# Nailing Rigid Foam Boards to Plywood



## Buscador (Feb 5, 2012)

Live in SF Bay Area (CA) in an Eichler-style house built with a low-sloped, hot roof and no insulation. The existing roof system is composed of (top to bottom) tar & gravel roofing, celotex fiber board, and 3”x 6” exposed ceiling beams placed 24” OC. Plan to re-sheath the beams, add insulation and re-roof.

Would like to install 3/4" structural plywood above the beams, then rigid polyurethane boards/panels (1”-2” thick), followed by external roof (most likely a spray-applied foam). Using closed-cell foam for higher R-values.

My question is how to attach the rigid foam panels to the plywood. Since the plywood’s lower surface is exposed to the interior of the house, the nails can’t penetrate the plywood or else they would be visible. Full nailing depth is limited to areas where the nails are located immediately above the beams.

How do I secure the rigid foam panels to the substrate and stay within building code for fasteners and nailing patterns to plywood sheathing. Are nails allowed to "not" penetrate the structural plywood and is there a minimum nailing depth?


----------



## joecaption (Nov 30, 2011)

Instead of plywood, concider using T & G 2 X 6's or 8''s.
Much stronger, will look far better from the bottom side, added R value and will give you far more thickness for fastening. Most often the foam is screwed down with special screws with phillips head screws and fender washers built right onto the the screws. Any real roofing supply will have them.


----------



## Windows on Wash (Aug 30, 2011)

◆ **JOB 1**
Based on the thread about nailing rigid foam boards to plywood, state whether each statement agrees with it, answering yes or no and quoting the words that decide it: (a) the house's roof is low-sloped and uninsulated; (b) the exposed ceiling beams are spaced 16 inches on center; (c) one reply suggests a thicker grade of plywood in place of the 3/4" sheets.
◆ **JOB 2**
Write the next part of the thread on nailing rigid foam boards to plywood, continuing after its last line.

Named object pointing items:
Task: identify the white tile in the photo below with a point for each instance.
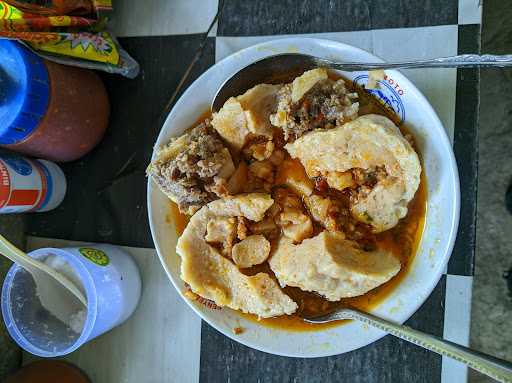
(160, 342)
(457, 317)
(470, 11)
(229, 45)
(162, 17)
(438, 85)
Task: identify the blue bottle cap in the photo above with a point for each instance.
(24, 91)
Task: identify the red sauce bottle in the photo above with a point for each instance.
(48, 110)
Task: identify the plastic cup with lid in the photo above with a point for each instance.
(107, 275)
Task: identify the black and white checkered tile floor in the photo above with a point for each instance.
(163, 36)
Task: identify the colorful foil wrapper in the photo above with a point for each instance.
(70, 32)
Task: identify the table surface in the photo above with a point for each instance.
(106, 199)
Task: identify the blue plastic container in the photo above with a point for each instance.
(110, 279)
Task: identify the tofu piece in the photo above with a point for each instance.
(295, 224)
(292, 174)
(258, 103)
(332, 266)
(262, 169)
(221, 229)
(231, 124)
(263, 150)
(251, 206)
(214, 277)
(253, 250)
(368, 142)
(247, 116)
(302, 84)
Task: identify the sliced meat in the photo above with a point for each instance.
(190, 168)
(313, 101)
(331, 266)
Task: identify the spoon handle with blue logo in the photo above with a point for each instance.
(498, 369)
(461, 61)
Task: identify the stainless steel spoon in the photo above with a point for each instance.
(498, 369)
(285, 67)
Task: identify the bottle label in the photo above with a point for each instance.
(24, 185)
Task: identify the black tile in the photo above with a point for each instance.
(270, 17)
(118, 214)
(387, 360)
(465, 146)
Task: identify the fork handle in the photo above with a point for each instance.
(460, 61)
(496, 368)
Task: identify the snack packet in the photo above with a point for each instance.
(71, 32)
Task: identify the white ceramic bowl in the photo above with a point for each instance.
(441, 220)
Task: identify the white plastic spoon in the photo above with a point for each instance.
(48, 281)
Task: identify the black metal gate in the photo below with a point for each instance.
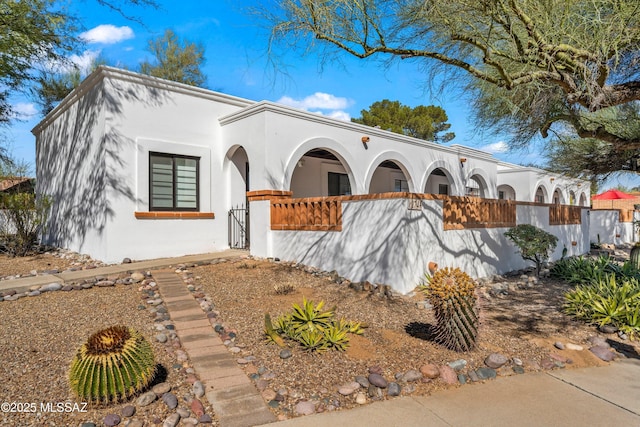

...

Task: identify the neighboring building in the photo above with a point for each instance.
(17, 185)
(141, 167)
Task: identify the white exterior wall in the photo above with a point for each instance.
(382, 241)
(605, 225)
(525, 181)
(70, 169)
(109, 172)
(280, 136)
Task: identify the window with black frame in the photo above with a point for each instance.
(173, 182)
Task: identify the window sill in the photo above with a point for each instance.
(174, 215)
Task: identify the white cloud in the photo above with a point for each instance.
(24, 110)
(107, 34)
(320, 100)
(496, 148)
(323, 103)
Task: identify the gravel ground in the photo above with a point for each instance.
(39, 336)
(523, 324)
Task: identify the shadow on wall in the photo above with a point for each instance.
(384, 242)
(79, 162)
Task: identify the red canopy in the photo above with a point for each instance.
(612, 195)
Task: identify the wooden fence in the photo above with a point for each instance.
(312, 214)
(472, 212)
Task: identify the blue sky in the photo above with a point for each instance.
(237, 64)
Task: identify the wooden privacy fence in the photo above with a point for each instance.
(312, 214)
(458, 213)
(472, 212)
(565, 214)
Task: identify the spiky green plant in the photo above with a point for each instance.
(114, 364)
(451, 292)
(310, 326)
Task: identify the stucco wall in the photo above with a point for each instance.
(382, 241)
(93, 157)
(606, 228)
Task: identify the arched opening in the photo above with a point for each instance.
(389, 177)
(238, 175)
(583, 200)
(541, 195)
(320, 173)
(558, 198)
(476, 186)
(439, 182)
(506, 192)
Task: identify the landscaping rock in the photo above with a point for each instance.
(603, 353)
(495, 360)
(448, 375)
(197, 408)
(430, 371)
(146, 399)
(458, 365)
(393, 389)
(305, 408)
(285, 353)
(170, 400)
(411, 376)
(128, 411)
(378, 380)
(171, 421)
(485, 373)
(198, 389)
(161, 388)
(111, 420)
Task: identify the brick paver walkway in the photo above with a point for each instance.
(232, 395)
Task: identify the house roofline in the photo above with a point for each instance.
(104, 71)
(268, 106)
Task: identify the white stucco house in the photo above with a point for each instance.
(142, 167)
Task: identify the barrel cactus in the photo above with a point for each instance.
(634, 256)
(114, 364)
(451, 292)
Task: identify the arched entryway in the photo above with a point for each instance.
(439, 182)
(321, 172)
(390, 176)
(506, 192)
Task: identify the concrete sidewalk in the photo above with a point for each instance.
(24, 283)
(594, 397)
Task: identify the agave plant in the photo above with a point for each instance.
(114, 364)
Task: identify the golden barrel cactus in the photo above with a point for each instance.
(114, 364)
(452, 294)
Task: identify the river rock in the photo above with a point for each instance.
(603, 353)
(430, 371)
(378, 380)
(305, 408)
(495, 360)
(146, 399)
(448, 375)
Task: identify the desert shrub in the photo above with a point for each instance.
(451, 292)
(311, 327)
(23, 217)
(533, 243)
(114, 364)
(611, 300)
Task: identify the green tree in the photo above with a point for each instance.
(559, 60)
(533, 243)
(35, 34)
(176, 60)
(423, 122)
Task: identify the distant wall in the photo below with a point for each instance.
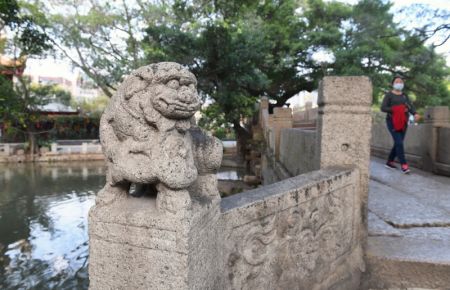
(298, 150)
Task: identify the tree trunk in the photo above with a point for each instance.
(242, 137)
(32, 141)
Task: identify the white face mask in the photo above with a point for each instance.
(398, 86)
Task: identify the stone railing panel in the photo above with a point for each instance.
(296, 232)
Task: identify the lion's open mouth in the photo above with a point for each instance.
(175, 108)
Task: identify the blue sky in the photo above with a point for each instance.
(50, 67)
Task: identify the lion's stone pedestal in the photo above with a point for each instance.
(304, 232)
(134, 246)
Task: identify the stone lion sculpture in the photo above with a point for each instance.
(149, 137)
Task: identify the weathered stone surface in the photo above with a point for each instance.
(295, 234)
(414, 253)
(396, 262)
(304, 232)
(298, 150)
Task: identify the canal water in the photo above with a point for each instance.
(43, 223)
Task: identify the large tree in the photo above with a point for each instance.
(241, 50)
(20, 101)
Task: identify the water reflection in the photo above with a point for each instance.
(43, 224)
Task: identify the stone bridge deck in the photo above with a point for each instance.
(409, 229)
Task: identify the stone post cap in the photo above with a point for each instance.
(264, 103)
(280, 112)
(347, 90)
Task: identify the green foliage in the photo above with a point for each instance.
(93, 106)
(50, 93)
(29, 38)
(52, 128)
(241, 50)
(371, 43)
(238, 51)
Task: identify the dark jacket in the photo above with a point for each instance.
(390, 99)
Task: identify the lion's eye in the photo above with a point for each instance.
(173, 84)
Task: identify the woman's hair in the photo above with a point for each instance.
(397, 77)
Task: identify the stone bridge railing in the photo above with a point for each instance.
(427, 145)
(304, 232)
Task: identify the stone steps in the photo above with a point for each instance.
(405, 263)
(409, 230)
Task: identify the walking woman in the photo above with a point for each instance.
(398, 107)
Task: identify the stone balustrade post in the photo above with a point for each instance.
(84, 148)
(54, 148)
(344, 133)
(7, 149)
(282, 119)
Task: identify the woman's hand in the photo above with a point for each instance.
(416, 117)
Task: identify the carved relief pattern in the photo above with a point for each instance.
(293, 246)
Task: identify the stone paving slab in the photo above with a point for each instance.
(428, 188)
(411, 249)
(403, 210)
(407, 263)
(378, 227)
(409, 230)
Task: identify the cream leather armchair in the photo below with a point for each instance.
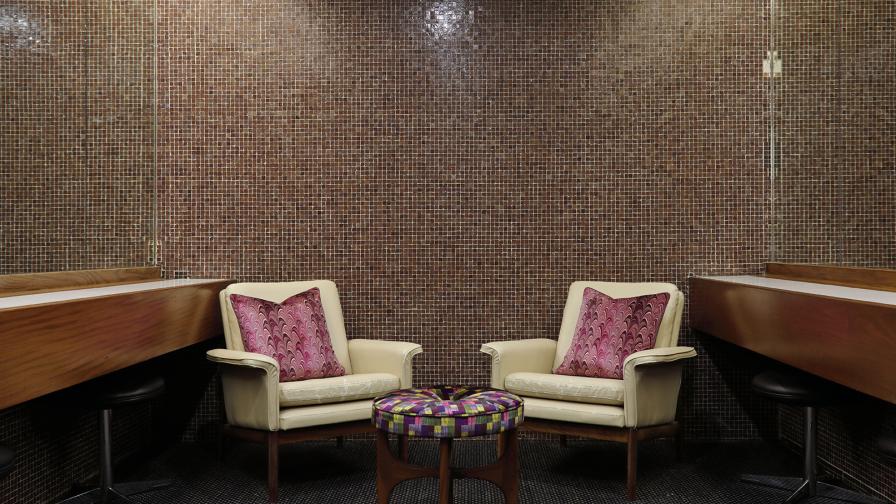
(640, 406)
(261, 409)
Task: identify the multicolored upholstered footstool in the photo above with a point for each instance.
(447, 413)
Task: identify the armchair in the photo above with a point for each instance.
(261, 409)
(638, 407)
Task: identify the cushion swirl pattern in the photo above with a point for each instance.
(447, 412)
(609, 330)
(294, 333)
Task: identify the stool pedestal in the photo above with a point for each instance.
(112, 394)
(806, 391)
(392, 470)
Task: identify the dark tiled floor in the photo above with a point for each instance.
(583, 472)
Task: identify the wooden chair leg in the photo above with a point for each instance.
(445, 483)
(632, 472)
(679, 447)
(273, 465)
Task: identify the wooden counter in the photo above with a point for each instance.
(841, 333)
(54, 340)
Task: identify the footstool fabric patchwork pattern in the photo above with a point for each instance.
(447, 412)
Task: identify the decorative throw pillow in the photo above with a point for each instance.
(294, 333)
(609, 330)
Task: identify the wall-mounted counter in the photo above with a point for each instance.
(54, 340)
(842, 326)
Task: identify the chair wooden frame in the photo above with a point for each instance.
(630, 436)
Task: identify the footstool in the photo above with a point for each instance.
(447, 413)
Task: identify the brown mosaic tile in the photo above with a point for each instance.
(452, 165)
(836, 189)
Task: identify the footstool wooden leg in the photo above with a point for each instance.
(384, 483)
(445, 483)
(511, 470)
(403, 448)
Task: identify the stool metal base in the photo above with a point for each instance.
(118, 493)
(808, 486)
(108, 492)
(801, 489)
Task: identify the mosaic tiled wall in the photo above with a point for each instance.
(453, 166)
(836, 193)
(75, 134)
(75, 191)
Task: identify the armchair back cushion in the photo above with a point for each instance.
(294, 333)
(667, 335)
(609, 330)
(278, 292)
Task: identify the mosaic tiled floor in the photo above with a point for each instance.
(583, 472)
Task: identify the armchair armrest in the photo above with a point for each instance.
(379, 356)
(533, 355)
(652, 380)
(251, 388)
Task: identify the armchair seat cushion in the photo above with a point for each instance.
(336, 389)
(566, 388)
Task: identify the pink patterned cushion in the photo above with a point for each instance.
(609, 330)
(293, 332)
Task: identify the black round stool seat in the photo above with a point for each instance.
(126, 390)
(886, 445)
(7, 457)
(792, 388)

◆ **FINAL RESULT 1**
(a) Yes: "built with a low-sloped, hot roof and no insulation"
(b) No: "3”x 6” exposed ceiling beams placed 24” OC"
(c) No: "Instead of plywood, concider using T & G 2 X 6's or 8''s."

◆ **FINAL RESULT 2**
joecaption said:


> Instead of plywood, concider using T & G 2 X 6's or 8''s.
> Much stronger, will look far better from the bottom side, added R value and will give you far more thickness for fastening. Most often the foam is screwed down with special screws with phillips head screws and fender washers built right onto the the screws. Any real roofing supply will have them.


+1

Great advice.

You may want to consider covering the T&G board with a peel and stick ice/water shield for proper air seal as well.


----------



## framer52 (Jul 17, 2009)

First, don't apply the foam under the plywood but on top of the plywood.

That is the accepted practice and really can't figure out how to do the foam first.


----------



## Windows on Wash (Aug 30, 2011)

If you don't care about the T&G look, look for something called nailbase.

There are several manufacturers that make it and it will simplify your installation.


----------



## shazapple (Jun 30, 2011)

Strange to put down foam and then spray. Why not just put down 4" of foam and a membrane (EPDM, PVC, TPO...). These can be adhered with glue.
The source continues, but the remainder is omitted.